TASK STATEMENT
Your response should match the records line for line.

___ EXCERPTED RECORDS

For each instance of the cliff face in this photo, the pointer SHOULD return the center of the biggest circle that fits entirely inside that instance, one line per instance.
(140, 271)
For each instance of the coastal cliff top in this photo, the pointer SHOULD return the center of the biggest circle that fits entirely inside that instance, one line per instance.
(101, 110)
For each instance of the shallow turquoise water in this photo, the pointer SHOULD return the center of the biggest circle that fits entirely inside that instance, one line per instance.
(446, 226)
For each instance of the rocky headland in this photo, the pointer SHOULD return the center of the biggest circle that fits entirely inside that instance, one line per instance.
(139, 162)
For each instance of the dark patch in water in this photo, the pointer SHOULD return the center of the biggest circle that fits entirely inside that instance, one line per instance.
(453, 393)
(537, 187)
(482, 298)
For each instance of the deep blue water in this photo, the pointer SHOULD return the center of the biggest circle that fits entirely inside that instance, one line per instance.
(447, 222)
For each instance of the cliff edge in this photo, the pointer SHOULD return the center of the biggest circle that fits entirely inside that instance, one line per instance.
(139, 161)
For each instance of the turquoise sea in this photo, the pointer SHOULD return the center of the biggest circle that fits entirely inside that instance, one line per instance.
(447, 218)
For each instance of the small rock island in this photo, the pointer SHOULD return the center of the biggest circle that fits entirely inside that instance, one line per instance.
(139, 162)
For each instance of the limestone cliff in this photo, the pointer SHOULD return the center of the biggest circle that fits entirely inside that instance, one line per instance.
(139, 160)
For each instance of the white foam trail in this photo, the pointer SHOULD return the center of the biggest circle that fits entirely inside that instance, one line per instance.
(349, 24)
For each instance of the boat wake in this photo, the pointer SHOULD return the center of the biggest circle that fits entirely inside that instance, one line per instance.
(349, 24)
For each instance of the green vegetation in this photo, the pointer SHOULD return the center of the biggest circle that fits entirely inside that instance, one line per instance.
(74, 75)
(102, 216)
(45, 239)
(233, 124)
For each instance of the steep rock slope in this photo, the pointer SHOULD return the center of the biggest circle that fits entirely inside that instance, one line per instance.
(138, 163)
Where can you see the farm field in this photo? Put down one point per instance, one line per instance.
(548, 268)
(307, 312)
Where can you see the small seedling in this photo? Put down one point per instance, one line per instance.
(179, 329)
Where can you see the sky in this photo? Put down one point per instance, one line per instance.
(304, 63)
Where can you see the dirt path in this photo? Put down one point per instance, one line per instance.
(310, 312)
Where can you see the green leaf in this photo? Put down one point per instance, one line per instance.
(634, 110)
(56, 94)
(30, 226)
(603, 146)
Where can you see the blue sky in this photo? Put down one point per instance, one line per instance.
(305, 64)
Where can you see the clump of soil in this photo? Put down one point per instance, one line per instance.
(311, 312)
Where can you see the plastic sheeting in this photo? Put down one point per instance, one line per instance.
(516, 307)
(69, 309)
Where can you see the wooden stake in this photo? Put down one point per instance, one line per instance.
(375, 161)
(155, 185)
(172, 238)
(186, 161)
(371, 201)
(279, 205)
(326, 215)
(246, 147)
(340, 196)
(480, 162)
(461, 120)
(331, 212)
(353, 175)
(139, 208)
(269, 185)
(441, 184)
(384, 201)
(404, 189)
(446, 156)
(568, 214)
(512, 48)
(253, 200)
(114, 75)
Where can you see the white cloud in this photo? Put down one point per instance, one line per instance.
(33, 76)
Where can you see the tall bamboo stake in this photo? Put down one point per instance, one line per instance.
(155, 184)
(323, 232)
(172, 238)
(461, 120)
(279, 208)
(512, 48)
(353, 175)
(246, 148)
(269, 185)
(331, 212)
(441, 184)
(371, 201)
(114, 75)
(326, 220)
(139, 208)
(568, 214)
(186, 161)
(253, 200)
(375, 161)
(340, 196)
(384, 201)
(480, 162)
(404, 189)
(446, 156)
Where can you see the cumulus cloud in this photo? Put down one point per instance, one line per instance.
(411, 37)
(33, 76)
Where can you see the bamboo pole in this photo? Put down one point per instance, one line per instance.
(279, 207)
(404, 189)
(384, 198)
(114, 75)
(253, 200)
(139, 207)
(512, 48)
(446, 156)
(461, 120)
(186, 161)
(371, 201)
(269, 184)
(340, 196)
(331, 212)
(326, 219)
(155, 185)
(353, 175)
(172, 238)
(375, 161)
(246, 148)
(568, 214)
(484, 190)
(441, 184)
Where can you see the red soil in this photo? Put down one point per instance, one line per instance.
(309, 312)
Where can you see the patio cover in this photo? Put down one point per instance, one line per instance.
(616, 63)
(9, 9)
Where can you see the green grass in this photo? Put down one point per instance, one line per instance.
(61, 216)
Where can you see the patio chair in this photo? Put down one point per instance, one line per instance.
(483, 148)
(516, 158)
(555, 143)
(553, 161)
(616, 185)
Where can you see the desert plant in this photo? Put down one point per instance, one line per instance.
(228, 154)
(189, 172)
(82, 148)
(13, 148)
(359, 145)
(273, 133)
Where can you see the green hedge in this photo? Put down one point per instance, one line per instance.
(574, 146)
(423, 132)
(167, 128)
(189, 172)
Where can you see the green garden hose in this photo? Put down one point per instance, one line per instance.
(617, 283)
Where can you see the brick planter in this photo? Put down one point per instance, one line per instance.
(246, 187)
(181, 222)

______

SOLUTION FOR THIS TASK
For each instance of the cliff face in this photo, the pointer SHOULD return the center of the biggest circle that fits entirely inside that instance, one line per instance.
(140, 271)
For each instance of the coastal cliff top in this photo, the pointer SHOULD return the center of the biggest circle that fits entirely inside that instance, one line per instance.
(101, 110)
For each instance of the shallow turquoise water in this photo, the pointer SHOULD return the center of the biggest circle that fits entirely inside that instance, one line per instance.
(446, 226)
For each instance of the rocky headland in this photo, the pointer SHOULD return the center of the biggest circle that fits entirely inside that instance, one line per instance.
(139, 162)
For each instance of the dark patch in water in this photo, the pointer SHOULD return the center of the biggest circle that fits entirely inside that instance, one line per instance.
(453, 393)
(537, 187)
(482, 298)
For each instance of the deep blue water in this photo, the pointer SHOULD return the center of the biggest circle that fits entirely inside that instance, one line per instance.
(447, 222)
For each instance of the cliff edge in this photo, the pointer SHOULD return the center of the biggest circle that fits entirely inside that instance, one line per instance.
(139, 161)
For each instance of the turquoise sea in this photo, the pointer SHOULD return the center of the biggest circle that fits entirely inside that instance, one line per instance.
(447, 218)
For each instance of the small rock island in this photo, the pointer SHOULD return the center of the biggest circle that fits entirely inside that instance, one line per instance.
(139, 162)
For each instance of the limestone cliff in this photo, the pointer SHOULD return the center of the biggest circle that fits entirely inside that instance, one line per instance.
(139, 160)
For each instance of the white foam trail in this photo, the pointer SHOULD return the center of the biggest circle that fits entirely inside that instance, one line per instance.
(349, 24)
For each instance of the boat wake in this photo, the pointer SHOULD return the center of the biggest circle that fits entirely inside that instance, one line per instance.
(349, 24)
For each instance of the green vegetation in this photo, the pointer SHOULD return the center of the biggest circle that fits entirely inside that instance, one line per instance.
(74, 75)
(102, 216)
(45, 239)
(233, 124)
For each instance of the steep rock slope in this photo, the pointer SHOULD return the center of the biggest circle that fits entirely inside that instance, one line per instance.
(138, 163)
Where can you see the farm field in this photo? Put down one point per instance, one line per instance.
(548, 268)
(307, 312)
Where can you see the small seedling in this photo? Put down one point per instance, one line per instance.
(179, 329)
Where can you see the sky in this photo? Put down one point per instance, one line per instance.
(304, 63)
Where can you see the dirt path in this photo? Put down one point per instance, one line per instance.
(310, 312)
Where can you see the green leaf in this photo? Put down one point per instance, one line per instance.
(634, 110)
(56, 94)
(30, 226)
(603, 146)
Where can you see the blue sky in this photo? Put down one point per instance, one line per instance.
(305, 64)
Where can you see the clump of soil in this photo? Put down one point per instance, one line per instance.
(311, 312)
Where can you see the plastic sheeting in this photo? Put down one point per instance, one line per instance.
(516, 307)
(69, 309)
Where can you see the wooden stake in this photo? Put down one point per instance, one line per instance.
(375, 161)
(155, 185)
(172, 238)
(186, 161)
(371, 201)
(279, 205)
(326, 215)
(246, 147)
(340, 196)
(480, 162)
(461, 120)
(331, 212)
(353, 175)
(139, 208)
(269, 185)
(441, 184)
(384, 201)
(404, 189)
(446, 156)
(568, 214)
(512, 48)
(253, 200)
(114, 75)
Where can you see the white cloud in this photo? Put down one point per instance, one line per instance.
(33, 76)
Where can you see the tall bamboo stake in this photo? Put down one point per instance, one line per instance.
(155, 184)
(323, 232)
(172, 238)
(461, 120)
(279, 208)
(512, 48)
(353, 175)
(246, 148)
(269, 185)
(331, 212)
(441, 184)
(371, 201)
(114, 75)
(326, 220)
(139, 208)
(568, 214)
(186, 161)
(253, 200)
(375, 161)
(340, 196)
(384, 201)
(480, 162)
(404, 189)
(446, 156)
Where can you see the cumulus cloud in this photo? Put down one point per instance, one line per instance.
(411, 37)
(33, 76)
Where can you see the bamboo pole in this photo? Put down one point per instance, one line per instance.
(279, 207)
(404, 189)
(384, 198)
(114, 75)
(253, 200)
(139, 207)
(512, 48)
(446, 156)
(461, 120)
(186, 161)
(371, 201)
(269, 184)
(340, 196)
(331, 212)
(326, 219)
(155, 185)
(353, 175)
(172, 238)
(375, 161)
(246, 148)
(568, 214)
(484, 190)
(441, 184)
Where can you see the red soil in this photo? Put down one point per instance, one line per instance.
(309, 312)
Where can you see the patio cover in this photo? Put down one point per instance, one line per instance.
(616, 63)
(9, 9)
Where can you see the green grass in this photo? Put down one point per instance, one line per instance.
(61, 216)
Where can you see the patio chair in this photo? Put down one point per instance, one line per instance.
(483, 148)
(516, 158)
(555, 143)
(553, 161)
(616, 185)
Where can you see the desert plant in this photo? Put down one point per instance, one line per instance.
(228, 154)
(189, 172)
(82, 148)
(13, 148)
(359, 145)
(273, 133)
Where can you see the green hedge in this photo? Put down one point per instance, one line per instance.
(574, 146)
(423, 132)
(167, 128)
(189, 172)
Where can you see the green garden hose in this photo? Put down one point per instance, one line per instance.
(617, 283)
Where can you see the brick planter in this photo? Put down one point per instance, one line per instance.
(246, 187)
(181, 222)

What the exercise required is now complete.